** Direction **
Extract the line that contains "Each instance of the thin grass" and every line after it through the end of the records below, exactly as written, leaving out any pictures.

** Given records **
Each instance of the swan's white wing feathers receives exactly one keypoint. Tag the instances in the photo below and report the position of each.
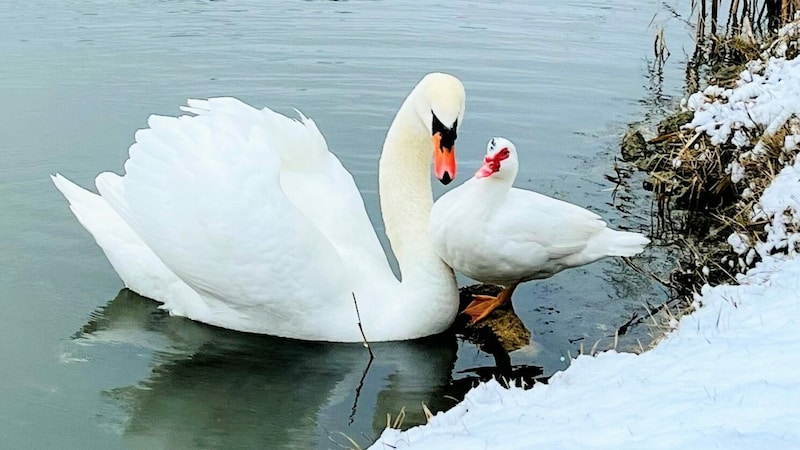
(203, 193)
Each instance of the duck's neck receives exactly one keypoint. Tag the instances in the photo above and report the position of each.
(406, 201)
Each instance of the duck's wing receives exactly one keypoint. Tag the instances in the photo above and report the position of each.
(550, 227)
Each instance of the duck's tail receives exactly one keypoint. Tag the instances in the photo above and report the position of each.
(615, 243)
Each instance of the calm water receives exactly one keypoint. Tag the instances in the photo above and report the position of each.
(87, 366)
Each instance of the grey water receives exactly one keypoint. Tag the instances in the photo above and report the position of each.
(87, 365)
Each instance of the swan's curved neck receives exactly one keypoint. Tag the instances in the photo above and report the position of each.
(406, 199)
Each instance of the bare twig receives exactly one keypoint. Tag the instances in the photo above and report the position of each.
(360, 328)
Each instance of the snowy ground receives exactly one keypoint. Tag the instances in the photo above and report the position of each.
(727, 377)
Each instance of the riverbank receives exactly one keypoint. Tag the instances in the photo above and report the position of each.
(725, 377)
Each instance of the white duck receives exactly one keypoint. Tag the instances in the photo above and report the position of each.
(242, 218)
(497, 234)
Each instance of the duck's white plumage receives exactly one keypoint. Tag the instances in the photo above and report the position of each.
(242, 218)
(494, 233)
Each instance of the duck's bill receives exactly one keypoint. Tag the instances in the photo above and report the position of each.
(444, 160)
(487, 169)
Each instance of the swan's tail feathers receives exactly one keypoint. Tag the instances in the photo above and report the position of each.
(616, 243)
(87, 206)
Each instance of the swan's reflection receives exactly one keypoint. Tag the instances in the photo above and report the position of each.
(209, 387)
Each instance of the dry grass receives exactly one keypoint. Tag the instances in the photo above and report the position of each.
(697, 201)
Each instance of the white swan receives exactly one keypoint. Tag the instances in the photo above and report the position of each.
(497, 234)
(242, 218)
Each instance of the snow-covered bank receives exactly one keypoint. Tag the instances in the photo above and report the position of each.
(727, 377)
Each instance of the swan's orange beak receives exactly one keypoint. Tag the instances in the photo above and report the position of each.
(444, 159)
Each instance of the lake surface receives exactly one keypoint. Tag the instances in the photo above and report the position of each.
(85, 365)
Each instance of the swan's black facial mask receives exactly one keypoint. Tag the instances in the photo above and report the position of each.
(444, 150)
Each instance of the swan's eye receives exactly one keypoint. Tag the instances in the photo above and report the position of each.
(449, 135)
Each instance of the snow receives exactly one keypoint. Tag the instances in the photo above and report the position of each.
(728, 376)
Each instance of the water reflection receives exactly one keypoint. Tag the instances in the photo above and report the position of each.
(210, 387)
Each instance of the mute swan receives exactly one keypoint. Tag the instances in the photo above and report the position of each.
(242, 218)
(497, 234)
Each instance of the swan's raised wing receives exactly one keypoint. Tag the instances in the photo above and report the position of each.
(204, 192)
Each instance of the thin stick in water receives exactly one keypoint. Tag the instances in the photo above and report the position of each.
(360, 328)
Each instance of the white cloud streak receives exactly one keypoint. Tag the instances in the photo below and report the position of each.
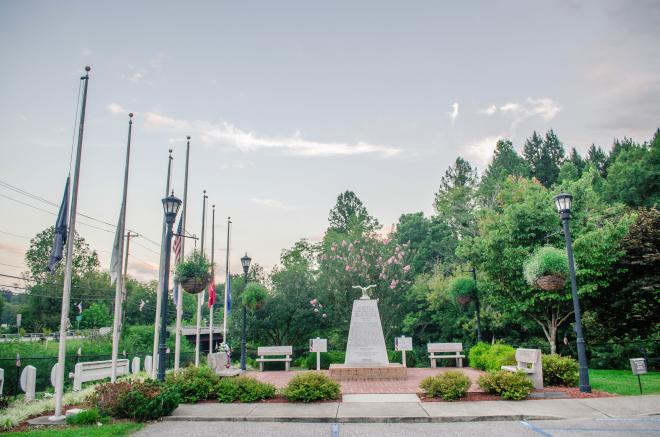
(228, 134)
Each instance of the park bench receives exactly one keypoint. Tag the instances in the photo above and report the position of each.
(529, 361)
(95, 370)
(283, 354)
(448, 351)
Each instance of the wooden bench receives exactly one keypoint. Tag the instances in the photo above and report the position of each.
(282, 352)
(449, 350)
(529, 361)
(95, 370)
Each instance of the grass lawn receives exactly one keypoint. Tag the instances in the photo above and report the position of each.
(117, 429)
(623, 382)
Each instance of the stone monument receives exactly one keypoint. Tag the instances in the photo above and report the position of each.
(366, 356)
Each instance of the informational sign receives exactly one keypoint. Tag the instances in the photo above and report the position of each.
(402, 343)
(638, 366)
(318, 345)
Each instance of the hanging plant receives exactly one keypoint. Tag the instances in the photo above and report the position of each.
(193, 273)
(547, 268)
(254, 296)
(462, 289)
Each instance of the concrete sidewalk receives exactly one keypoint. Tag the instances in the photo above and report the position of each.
(409, 412)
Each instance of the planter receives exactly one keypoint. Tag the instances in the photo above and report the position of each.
(464, 300)
(194, 285)
(551, 282)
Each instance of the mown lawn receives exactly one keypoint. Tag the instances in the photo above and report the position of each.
(116, 429)
(623, 382)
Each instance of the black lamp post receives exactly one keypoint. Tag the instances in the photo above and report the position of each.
(171, 206)
(563, 204)
(245, 262)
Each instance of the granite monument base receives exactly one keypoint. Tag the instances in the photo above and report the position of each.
(347, 372)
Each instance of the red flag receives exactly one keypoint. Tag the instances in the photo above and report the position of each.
(212, 292)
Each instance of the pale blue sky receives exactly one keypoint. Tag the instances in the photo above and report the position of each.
(290, 103)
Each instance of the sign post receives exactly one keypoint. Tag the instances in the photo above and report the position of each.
(403, 344)
(638, 366)
(318, 345)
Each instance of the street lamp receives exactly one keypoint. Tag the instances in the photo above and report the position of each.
(245, 262)
(171, 206)
(563, 204)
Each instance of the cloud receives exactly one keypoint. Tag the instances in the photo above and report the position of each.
(481, 150)
(228, 134)
(270, 203)
(490, 110)
(454, 112)
(115, 108)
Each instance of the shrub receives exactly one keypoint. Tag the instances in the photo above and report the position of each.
(254, 296)
(140, 401)
(327, 358)
(477, 355)
(547, 260)
(509, 385)
(194, 266)
(86, 417)
(311, 386)
(244, 389)
(558, 370)
(193, 383)
(450, 385)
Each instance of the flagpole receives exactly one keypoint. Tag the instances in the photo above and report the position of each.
(116, 326)
(227, 278)
(161, 270)
(212, 279)
(66, 292)
(200, 296)
(179, 301)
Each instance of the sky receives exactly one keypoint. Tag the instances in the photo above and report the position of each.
(290, 103)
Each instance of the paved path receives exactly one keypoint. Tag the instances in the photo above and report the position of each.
(352, 412)
(409, 385)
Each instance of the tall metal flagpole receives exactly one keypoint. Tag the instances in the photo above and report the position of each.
(212, 279)
(116, 326)
(179, 301)
(200, 296)
(227, 290)
(66, 292)
(161, 271)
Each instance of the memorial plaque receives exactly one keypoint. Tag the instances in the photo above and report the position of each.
(318, 345)
(366, 343)
(403, 343)
(638, 366)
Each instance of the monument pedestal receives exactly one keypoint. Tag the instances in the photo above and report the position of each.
(366, 357)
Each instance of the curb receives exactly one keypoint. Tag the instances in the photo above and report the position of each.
(366, 419)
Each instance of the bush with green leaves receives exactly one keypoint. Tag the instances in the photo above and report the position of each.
(450, 385)
(254, 295)
(510, 385)
(91, 416)
(327, 358)
(547, 260)
(136, 400)
(310, 387)
(193, 383)
(558, 370)
(244, 389)
(194, 266)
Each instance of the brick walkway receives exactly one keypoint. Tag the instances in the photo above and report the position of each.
(410, 385)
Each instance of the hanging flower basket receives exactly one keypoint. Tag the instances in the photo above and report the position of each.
(551, 282)
(194, 285)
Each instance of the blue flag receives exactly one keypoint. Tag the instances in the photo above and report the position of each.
(59, 239)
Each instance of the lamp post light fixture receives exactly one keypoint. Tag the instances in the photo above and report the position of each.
(171, 206)
(245, 262)
(563, 204)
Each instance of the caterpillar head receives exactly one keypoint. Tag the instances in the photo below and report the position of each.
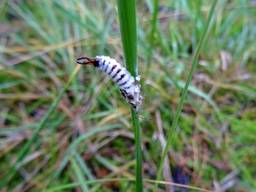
(87, 61)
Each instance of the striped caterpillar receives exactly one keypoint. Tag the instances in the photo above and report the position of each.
(128, 85)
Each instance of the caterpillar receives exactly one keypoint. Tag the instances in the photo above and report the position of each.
(128, 85)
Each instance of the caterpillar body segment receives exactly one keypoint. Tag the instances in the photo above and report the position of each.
(129, 86)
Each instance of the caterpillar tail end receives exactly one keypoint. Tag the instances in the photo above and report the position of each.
(86, 61)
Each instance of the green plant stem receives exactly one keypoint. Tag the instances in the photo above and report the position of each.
(22, 154)
(127, 18)
(173, 132)
(137, 133)
(152, 35)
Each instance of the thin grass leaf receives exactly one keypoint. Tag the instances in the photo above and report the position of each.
(127, 18)
(79, 175)
(173, 132)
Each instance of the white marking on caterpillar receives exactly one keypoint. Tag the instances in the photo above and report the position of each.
(129, 86)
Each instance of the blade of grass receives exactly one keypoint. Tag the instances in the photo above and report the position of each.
(79, 175)
(23, 152)
(173, 132)
(127, 18)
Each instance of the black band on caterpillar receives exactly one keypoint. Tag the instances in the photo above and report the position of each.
(128, 85)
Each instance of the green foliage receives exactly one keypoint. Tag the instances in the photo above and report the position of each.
(60, 135)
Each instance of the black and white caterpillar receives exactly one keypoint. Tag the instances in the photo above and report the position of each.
(129, 86)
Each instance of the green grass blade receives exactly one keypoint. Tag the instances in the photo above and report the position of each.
(173, 132)
(23, 152)
(127, 18)
(79, 175)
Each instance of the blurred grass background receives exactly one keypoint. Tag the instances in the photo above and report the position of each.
(89, 136)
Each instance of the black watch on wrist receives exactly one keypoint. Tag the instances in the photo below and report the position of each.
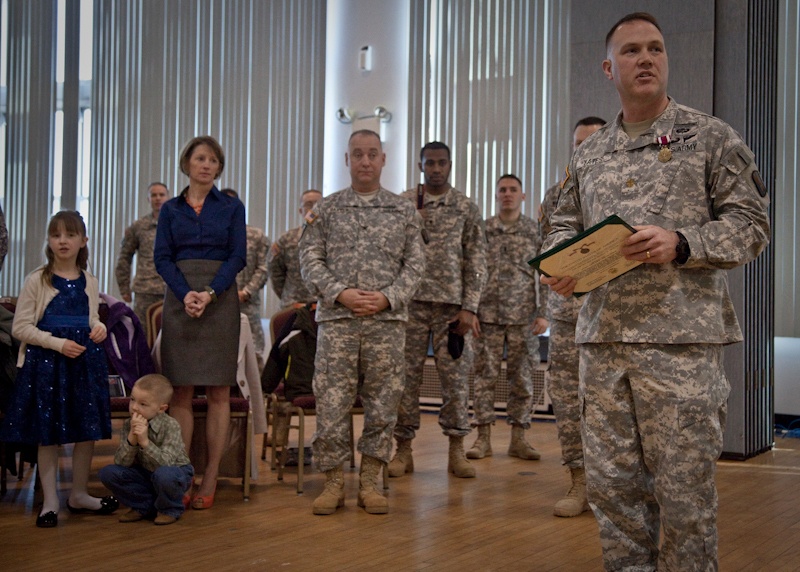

** The output **
Each instance of the thin grass leaf receives exactly one keypoint. Tag the instances in the photo above and report the position of each.
(127, 18)
(79, 175)
(173, 132)
Each instance of the white marking on caterpillar receives exactly one keypoint. Tag the instances in the photo above and report the position of each.
(129, 86)
Each instance of the blade of grass receives exactly one keypoint. Tag the instances in the photo above and report the position of each.
(79, 175)
(23, 152)
(173, 132)
(127, 18)
Each instance of the black band on caterpillar receives exactly one keypoint. Tag the instances in the photo above and report the position of each.
(128, 85)
Each instance of the green foliage receives exactly one keypoint. Tag the instances in the photo above and report the position of each.
(60, 135)
Each instance of the black and white caterpillar receives exactly one keypoint. Tag the instances in the photo above and report the position of each.
(129, 86)
Each instance of the green grass blade receives exactly one keypoint. Tag the instances in the photo above and report the position of each.
(173, 132)
(23, 152)
(127, 18)
(79, 175)
Each instance of the blurred grass background receives exactly one keypoint. Tag the instances in the photo above and report the position of each.
(89, 136)
Each instance of the black watch on wrist receives exactly one keypoint. Tag the instances in the photo below and report the position of each.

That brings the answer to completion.